Dataset rows on where objects appear:
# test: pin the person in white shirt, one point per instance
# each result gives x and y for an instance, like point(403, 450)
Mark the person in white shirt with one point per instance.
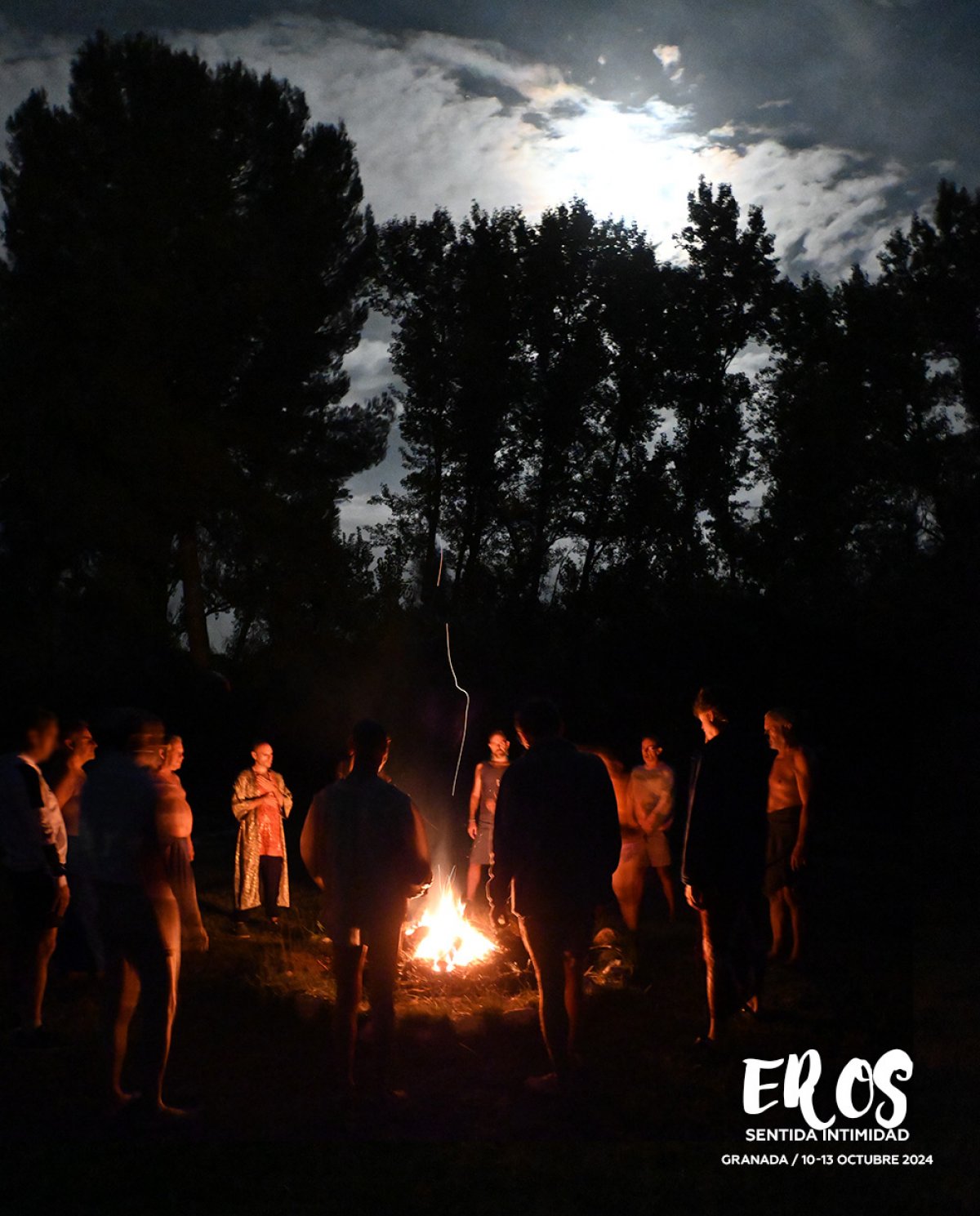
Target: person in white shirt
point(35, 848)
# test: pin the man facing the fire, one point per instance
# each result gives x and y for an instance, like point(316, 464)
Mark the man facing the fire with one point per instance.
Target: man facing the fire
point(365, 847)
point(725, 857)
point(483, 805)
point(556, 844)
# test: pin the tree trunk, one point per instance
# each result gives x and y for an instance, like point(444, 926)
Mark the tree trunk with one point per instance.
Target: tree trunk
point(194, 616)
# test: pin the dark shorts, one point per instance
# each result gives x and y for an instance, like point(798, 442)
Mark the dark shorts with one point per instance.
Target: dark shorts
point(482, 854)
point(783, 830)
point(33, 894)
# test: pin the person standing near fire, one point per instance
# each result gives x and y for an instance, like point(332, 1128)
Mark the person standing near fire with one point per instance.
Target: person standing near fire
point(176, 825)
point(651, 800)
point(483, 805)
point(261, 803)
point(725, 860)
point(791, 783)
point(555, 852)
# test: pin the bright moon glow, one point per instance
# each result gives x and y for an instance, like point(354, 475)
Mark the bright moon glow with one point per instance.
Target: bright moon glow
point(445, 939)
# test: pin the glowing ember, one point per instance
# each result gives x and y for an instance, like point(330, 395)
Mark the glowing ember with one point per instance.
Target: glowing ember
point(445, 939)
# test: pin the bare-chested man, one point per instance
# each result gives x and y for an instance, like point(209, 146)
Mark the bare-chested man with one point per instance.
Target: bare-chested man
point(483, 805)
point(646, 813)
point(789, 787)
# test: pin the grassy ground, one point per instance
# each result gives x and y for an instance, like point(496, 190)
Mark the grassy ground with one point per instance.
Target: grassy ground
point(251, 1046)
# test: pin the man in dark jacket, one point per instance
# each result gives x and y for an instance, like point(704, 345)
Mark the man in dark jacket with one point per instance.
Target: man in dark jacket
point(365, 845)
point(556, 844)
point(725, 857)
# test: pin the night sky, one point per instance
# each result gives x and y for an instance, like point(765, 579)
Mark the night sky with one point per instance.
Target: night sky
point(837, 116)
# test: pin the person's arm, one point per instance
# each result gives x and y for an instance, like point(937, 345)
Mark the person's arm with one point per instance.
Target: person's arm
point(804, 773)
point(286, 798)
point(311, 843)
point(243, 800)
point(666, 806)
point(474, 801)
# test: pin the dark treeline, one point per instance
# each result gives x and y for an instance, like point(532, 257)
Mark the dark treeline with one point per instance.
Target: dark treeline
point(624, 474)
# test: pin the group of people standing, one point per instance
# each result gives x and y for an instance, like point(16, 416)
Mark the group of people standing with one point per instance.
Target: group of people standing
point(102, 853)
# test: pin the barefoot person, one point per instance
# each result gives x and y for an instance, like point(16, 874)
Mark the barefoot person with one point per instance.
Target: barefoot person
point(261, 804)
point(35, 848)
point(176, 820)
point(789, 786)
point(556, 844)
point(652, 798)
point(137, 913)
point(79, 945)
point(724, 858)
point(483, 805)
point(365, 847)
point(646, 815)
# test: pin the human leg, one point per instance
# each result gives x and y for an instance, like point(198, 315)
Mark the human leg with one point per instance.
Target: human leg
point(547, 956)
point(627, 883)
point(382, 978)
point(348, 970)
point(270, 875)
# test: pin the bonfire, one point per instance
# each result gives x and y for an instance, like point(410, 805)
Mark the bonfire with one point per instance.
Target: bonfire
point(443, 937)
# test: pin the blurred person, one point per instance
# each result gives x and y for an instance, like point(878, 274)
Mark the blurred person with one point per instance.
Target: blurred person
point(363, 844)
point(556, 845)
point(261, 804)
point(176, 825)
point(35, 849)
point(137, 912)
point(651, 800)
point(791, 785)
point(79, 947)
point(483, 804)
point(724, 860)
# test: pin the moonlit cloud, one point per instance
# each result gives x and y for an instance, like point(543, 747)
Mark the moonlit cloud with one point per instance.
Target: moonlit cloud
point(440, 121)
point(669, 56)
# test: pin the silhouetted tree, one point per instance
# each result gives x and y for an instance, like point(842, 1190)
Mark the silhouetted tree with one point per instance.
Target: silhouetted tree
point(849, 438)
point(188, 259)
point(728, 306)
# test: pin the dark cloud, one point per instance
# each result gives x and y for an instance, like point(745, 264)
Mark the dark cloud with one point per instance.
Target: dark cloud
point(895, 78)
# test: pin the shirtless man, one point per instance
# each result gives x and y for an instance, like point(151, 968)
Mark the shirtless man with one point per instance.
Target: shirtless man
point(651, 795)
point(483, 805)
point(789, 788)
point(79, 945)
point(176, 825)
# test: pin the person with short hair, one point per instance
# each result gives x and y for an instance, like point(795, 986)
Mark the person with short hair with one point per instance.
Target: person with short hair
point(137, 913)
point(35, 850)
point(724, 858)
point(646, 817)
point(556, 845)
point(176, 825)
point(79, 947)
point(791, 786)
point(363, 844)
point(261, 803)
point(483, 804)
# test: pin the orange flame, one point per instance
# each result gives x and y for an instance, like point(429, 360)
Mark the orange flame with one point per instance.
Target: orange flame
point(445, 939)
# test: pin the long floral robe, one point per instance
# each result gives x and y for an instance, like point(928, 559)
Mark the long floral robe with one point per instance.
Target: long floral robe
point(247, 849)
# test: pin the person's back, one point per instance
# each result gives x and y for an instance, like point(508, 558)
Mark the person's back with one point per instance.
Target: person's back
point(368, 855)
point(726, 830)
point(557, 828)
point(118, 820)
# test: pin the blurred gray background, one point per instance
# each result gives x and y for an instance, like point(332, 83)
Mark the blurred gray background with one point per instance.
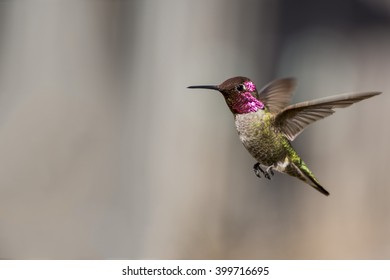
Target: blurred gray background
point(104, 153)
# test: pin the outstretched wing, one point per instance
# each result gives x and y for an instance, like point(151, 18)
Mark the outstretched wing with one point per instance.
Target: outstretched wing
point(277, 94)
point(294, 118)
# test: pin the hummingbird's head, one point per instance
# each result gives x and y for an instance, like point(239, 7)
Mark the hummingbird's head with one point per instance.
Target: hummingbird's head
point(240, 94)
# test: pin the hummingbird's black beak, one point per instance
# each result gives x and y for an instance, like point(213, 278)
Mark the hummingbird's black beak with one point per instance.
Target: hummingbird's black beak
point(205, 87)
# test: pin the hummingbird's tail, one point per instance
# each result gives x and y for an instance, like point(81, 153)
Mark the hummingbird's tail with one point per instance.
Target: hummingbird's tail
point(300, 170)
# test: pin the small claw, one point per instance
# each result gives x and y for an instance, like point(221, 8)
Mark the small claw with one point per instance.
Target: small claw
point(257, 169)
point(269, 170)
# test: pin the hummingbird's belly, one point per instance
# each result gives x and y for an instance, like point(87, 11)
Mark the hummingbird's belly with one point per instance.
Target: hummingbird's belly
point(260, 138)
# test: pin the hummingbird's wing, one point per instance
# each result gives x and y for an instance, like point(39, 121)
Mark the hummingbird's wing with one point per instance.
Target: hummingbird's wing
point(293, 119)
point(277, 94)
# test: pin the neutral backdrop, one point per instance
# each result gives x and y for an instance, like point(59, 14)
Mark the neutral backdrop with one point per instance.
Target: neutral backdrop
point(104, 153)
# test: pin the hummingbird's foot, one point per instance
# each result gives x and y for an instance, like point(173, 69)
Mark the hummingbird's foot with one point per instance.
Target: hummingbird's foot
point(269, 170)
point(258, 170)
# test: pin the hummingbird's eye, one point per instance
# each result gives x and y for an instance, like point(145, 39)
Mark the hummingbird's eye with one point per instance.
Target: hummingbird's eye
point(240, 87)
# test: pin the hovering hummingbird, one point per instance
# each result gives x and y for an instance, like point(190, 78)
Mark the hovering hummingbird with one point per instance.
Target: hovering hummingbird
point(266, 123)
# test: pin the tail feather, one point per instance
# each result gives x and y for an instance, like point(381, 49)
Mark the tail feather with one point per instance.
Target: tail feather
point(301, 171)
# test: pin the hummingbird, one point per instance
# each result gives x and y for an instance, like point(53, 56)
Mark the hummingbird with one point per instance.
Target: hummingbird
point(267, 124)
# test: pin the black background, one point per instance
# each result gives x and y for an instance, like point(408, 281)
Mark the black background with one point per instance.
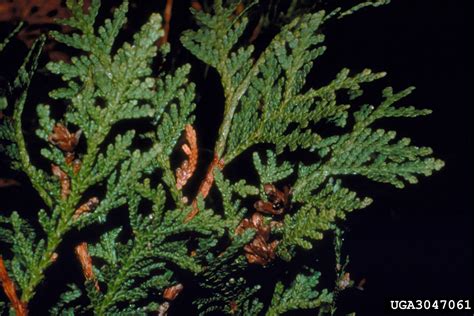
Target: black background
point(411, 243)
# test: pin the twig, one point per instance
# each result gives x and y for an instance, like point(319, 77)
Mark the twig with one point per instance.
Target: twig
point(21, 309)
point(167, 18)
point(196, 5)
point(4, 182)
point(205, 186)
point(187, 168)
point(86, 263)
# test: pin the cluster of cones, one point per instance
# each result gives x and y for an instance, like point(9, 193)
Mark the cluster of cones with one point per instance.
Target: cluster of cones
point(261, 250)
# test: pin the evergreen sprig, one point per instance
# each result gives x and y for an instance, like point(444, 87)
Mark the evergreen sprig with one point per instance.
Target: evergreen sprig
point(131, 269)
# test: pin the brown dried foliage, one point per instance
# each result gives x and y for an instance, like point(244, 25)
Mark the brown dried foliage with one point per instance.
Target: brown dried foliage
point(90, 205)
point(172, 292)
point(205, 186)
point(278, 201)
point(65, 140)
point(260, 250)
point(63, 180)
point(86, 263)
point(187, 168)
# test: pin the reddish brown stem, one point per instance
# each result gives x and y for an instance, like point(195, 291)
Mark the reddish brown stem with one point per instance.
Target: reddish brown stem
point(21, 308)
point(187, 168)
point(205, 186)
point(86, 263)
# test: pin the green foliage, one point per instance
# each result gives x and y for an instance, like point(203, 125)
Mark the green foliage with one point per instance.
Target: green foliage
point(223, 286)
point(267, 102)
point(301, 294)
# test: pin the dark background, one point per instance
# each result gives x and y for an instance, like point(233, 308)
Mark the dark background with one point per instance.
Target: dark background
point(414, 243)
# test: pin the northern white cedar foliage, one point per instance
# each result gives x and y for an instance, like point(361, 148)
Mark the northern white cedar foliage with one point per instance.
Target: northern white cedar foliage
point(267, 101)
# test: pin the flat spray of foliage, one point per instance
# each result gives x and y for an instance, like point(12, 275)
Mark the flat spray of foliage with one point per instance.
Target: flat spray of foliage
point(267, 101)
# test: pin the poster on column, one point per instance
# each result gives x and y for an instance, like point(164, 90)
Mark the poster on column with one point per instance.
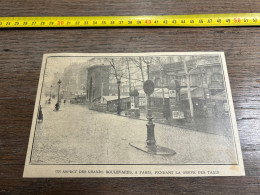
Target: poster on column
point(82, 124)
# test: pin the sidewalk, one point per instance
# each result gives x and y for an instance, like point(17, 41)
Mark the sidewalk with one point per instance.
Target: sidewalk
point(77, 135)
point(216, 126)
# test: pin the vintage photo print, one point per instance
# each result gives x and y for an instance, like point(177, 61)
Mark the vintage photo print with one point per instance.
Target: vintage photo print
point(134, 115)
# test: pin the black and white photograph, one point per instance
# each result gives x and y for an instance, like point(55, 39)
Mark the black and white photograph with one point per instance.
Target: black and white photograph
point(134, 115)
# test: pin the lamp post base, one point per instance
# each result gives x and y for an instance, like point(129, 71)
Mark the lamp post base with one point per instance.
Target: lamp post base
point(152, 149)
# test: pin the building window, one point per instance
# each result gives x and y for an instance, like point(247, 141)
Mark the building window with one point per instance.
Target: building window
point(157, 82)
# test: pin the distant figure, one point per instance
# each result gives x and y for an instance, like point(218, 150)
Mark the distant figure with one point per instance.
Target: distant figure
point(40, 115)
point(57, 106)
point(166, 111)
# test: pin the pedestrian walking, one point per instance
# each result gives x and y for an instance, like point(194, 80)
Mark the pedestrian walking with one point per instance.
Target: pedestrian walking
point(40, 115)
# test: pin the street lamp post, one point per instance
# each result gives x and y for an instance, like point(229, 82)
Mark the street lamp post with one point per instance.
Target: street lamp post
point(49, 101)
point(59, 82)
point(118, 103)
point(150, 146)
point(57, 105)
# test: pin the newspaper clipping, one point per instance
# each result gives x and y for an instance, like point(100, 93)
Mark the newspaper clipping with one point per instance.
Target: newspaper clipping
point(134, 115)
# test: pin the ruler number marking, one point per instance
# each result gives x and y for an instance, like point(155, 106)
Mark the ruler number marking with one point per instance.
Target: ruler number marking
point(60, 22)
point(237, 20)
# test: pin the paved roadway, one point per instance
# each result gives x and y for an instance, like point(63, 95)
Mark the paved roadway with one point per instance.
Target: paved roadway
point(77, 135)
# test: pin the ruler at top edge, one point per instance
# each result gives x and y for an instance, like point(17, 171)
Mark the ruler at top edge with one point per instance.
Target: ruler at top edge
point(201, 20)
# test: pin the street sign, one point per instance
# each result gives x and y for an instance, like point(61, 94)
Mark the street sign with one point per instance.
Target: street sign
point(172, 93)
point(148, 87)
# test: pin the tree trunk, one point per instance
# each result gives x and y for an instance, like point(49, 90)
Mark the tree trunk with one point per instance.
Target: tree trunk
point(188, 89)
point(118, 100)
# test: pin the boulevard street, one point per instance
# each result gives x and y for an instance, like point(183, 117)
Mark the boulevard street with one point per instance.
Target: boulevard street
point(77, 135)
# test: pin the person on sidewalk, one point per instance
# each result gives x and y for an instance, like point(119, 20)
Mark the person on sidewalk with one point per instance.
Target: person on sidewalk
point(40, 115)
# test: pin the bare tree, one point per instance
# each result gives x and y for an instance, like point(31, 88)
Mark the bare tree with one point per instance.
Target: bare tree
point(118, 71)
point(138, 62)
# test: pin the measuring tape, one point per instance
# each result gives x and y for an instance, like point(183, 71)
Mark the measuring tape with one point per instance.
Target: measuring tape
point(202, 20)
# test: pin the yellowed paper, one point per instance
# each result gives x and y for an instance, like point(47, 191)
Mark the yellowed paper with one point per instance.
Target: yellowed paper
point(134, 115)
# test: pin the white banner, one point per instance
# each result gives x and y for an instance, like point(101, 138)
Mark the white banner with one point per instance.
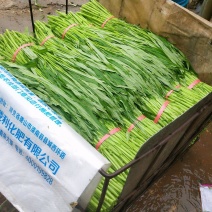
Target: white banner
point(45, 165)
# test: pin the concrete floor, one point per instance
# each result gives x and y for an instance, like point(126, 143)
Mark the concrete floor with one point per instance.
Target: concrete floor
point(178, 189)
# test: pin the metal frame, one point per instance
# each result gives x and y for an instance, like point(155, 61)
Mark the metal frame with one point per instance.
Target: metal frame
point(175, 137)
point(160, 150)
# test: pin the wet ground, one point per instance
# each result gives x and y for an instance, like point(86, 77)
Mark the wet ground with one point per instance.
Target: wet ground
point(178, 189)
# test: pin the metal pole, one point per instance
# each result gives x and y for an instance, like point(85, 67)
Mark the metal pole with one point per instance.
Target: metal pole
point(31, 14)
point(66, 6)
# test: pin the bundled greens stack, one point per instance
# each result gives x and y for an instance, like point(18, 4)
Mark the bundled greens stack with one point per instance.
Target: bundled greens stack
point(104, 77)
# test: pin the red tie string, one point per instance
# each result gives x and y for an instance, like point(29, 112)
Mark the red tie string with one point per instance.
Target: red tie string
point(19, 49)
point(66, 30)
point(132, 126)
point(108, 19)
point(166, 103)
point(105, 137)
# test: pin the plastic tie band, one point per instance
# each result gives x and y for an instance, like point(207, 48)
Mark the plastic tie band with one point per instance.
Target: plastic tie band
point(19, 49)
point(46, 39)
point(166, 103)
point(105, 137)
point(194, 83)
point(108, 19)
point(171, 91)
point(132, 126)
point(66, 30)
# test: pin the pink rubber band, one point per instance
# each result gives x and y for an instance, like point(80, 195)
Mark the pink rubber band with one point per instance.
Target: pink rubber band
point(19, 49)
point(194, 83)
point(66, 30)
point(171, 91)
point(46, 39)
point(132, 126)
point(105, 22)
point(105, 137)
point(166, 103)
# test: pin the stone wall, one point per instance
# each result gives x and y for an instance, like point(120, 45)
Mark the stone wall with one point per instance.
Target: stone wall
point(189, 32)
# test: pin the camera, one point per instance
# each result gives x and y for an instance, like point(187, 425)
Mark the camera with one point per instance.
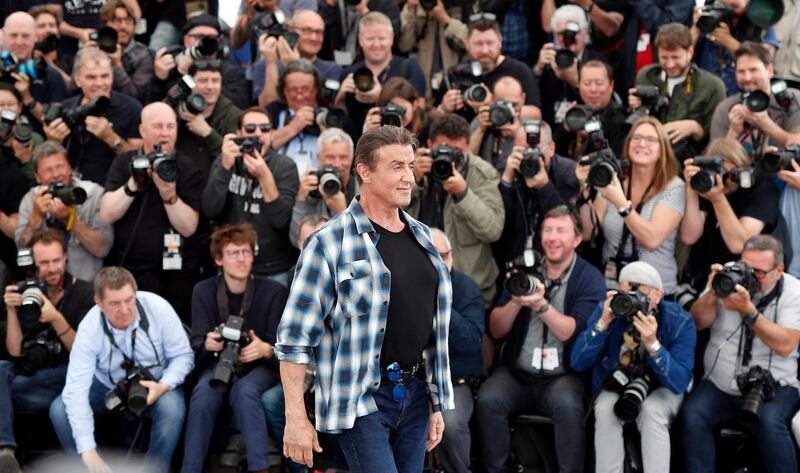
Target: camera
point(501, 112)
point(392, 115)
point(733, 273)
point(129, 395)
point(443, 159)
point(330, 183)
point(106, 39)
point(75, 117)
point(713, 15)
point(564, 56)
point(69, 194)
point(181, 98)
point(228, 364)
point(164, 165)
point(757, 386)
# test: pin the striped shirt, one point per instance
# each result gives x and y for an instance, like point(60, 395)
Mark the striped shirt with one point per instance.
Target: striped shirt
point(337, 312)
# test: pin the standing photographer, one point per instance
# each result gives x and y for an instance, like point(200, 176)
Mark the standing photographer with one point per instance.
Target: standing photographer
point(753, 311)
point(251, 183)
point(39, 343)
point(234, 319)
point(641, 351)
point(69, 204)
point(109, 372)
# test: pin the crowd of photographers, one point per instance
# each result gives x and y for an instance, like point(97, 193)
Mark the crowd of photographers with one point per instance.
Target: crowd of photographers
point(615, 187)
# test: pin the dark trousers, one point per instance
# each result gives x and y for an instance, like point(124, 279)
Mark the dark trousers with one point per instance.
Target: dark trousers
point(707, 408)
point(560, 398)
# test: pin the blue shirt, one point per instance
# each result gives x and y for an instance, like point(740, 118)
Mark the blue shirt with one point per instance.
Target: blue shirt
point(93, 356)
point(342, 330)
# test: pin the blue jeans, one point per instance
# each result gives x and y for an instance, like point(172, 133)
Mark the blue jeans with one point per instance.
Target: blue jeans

# WORK INSTRUCTIONS:
Word for word, quote the lines from the line containing "# test: pin the crowd" through the end of the material, both included, and nothing else.

# OUTPUT BELOW:
# test: pin the crowd of photographers, one point per instance
# each result gives x and y for an instance, like point(97, 193)
Mark the crowd of photographers with one point per instance.
Target: crowd of photographers
point(615, 187)
# test: pin the dark trousers, one point per instance
# each result gives x and y for an instance, like point(124, 279)
Mark the dark trousers with one point per instance.
Target: dark trousers
point(707, 408)
point(560, 398)
# test: pin the blue shirt, one point per instance
# each result gives x and y for an instance, like point(740, 118)
Mark the blue shirt with one point per instance.
Target: blue shirt
point(93, 356)
point(342, 330)
# test: pin the blue jeans, one point per instance
# each result gives x and y for an instance, like point(172, 133)
Mark the blue jeans with one point per instance.
Target: blue jeans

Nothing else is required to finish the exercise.